> [WHAT THE TASK REQUIRES] Arrange every line of the data as a numbered list, skipping blank lines and leaving out the pictures.

─── TASK INPUTS ───

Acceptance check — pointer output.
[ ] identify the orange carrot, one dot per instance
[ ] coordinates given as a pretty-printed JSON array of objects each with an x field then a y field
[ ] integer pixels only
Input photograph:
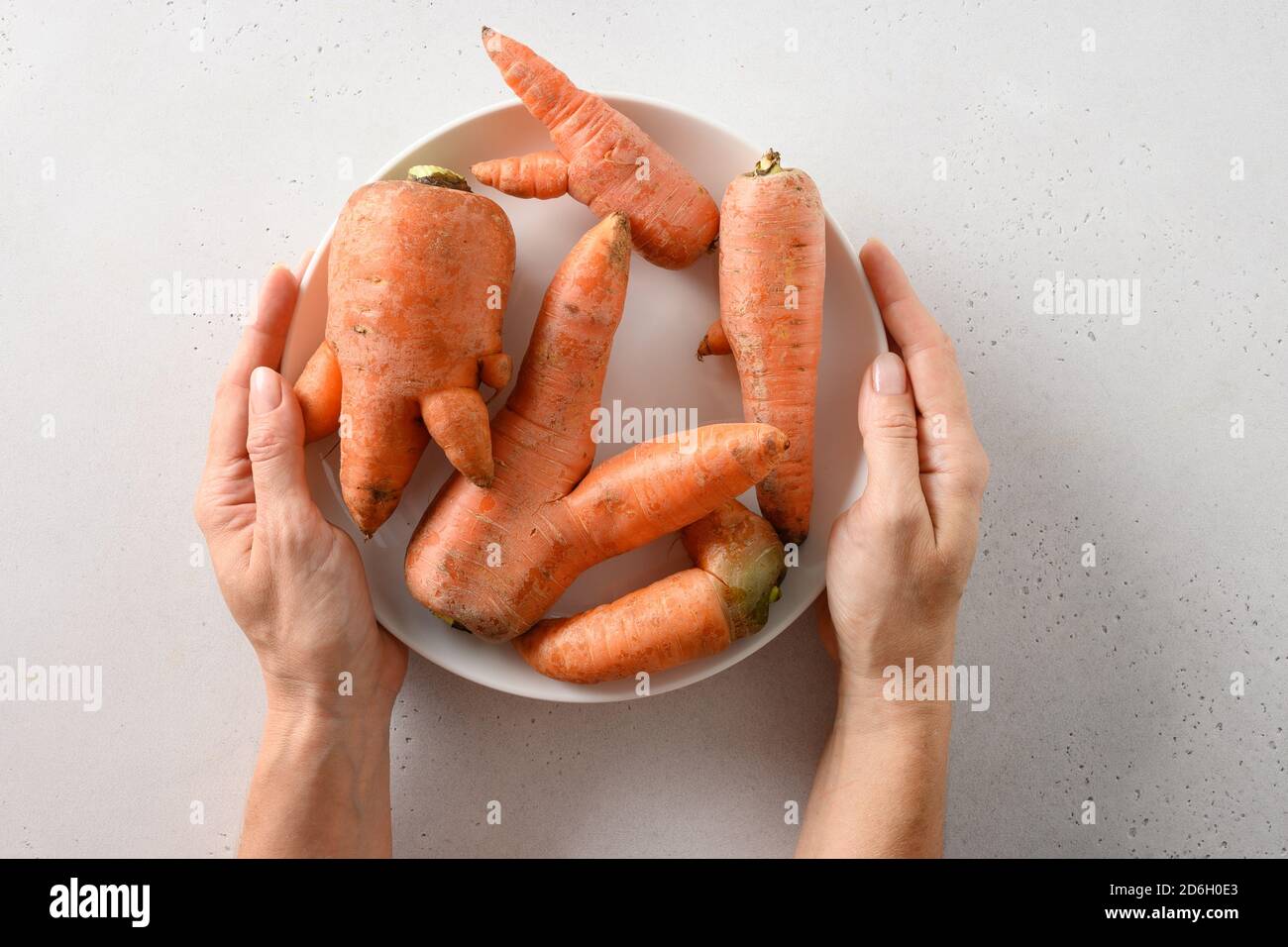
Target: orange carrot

───

> [ANSWER TO THIS PROBLEM]
1. Acceptance check — pointer output.
2. [ ] identify the orange carrot, one dot per instance
3. [ ] coordinates given as a pretty-printed JSON array of objects each with an x field then a y field
4. [ ] integer pixels only
5. Input photograph:
6. Target: orange carrot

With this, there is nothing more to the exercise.